EXERCISE PROMPT: Write out all of the entries, matching the original exactly.

DATA LISTING:
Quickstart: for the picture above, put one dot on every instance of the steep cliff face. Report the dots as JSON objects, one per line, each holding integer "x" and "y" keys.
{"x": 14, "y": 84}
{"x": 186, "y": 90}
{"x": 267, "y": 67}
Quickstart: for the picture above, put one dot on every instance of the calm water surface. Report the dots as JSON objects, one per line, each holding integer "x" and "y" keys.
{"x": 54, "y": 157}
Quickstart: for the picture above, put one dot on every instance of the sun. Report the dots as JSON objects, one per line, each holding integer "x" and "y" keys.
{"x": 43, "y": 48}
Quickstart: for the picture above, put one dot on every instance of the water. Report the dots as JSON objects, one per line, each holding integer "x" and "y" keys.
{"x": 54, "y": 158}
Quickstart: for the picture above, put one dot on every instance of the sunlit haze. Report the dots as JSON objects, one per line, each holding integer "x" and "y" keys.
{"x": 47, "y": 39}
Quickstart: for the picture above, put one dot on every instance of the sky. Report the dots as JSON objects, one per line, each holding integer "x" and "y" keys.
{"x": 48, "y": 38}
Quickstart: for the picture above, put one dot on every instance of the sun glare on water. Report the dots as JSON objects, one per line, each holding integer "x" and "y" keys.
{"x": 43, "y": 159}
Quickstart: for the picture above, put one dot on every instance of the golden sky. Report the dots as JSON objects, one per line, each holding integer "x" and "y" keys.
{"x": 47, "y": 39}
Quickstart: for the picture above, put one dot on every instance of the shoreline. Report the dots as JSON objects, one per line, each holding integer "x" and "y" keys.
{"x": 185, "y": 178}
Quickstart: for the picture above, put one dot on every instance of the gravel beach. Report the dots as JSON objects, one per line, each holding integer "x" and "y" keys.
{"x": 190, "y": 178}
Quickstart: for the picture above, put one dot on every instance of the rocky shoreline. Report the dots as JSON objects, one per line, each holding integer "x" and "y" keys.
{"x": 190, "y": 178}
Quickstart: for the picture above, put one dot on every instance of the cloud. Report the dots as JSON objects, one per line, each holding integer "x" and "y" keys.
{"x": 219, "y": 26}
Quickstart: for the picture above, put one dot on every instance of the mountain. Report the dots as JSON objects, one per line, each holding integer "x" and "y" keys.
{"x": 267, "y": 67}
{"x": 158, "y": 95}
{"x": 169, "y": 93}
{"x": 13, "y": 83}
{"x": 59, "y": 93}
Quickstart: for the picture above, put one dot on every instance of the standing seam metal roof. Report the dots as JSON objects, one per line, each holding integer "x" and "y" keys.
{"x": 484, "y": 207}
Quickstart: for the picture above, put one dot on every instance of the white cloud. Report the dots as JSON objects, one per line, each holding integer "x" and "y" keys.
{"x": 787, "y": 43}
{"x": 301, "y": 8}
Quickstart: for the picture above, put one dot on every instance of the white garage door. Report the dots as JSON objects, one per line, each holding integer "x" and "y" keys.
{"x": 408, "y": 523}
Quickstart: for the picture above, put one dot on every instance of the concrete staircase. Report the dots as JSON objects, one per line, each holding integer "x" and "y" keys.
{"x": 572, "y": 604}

SOLUTION BELOW:
Quickstart: for the picture above, put one dot on every instance of the steep cliff face. Report the dots as JSON objects, one per line, each holding integer "x" and "y" keys.
{"x": 14, "y": 84}
{"x": 186, "y": 90}
{"x": 267, "y": 67}
Quickstart: for the picture above, put one dot on every instance of the calm water surface. Report the dots as JSON objects, one per line, each holding integer "x" and "y" keys.
{"x": 54, "y": 157}
Quickstart: for the picture above, put one dot on every instance of the sun. Report the dots as JSON objects, one per line, each holding integer "x" and "y" keys.
{"x": 43, "y": 48}
Quickstart: for the picture above, put one dot on every instance of the water. Report the dots as JSON objects, one per line, each holding integer "x" and "y" keys.
{"x": 54, "y": 158}
Quickstart: for the picture above, put one dot on every instance of the sunlit haze. Report the dots as JSON objects, one per line, each holding integer "x" and "y" keys.
{"x": 47, "y": 39}
Quickstart: for the picture above, put one dot on every instance of the sky. Report the dots as JSON objects, one per line, each holding integer "x" and "y" keys.
{"x": 48, "y": 38}
Quickstart: for the picture above, put one dot on every instance of the sun glare on water. Report the dots as JSON objects, one per line, each holding integer "x" and "y" keys.
{"x": 43, "y": 159}
Quickstart: for the picture above, put one dot on every instance of the golden sky. Report the dots as JSON objects, one per line, each holding integer "x" and "y" keys.
{"x": 47, "y": 39}
Quickstart: for the picture above, put one dot on every instance of the shoreline. Report the dots as JSON objects, one per line, each holding integer "x" and "y" keys.
{"x": 185, "y": 178}
Quickstart: for the picture above, put one dot on every instance of the gravel beach. Report the dots as JSON objects, one per line, each holding integer "x" and "y" keys.
{"x": 190, "y": 178}
Quickstart: for the picture above, put one dot on every instance of the rocky shoreline. Report the dots as JSON objects, one per line, each holding integer "x" and "y" keys.
{"x": 190, "y": 178}
Quickstart: for the picture above, put one dot on every instance of the cloud. Report the dots as JSON objects, one per line, each holding integer "x" and "y" keys.
{"x": 219, "y": 26}
Quickstart: for the picture above, put one dot on every instance of the mountain. Report the dots as JSON objects, one per line, each holding integer "x" and "y" keys.
{"x": 267, "y": 67}
{"x": 158, "y": 95}
{"x": 169, "y": 93}
{"x": 13, "y": 83}
{"x": 59, "y": 93}
Quickstart: for the picture above, put one dot on every instance of the standing seam metal roof. Report the dots as JSON objects, one per line, each holding integer "x" and "y" keys.
{"x": 484, "y": 207}
Quickstart: for the picture above, put one dot on every instance of the white cloud. Report the dots as JSON objects, one per line, each holding integer "x" and "y" keys.
{"x": 787, "y": 43}
{"x": 301, "y": 8}
Quickstart: for the picture above, put one dot on every instance of the white garage door. Report the dots as JSON objects, one per line, each holding integer "x" and "y" keys.
{"x": 408, "y": 523}
Quickstart: for the picture above, put one dot on every instance of the concrete staircase. Report the dots as JSON objects, one per line, each holding integer "x" and "y" keys.
{"x": 572, "y": 604}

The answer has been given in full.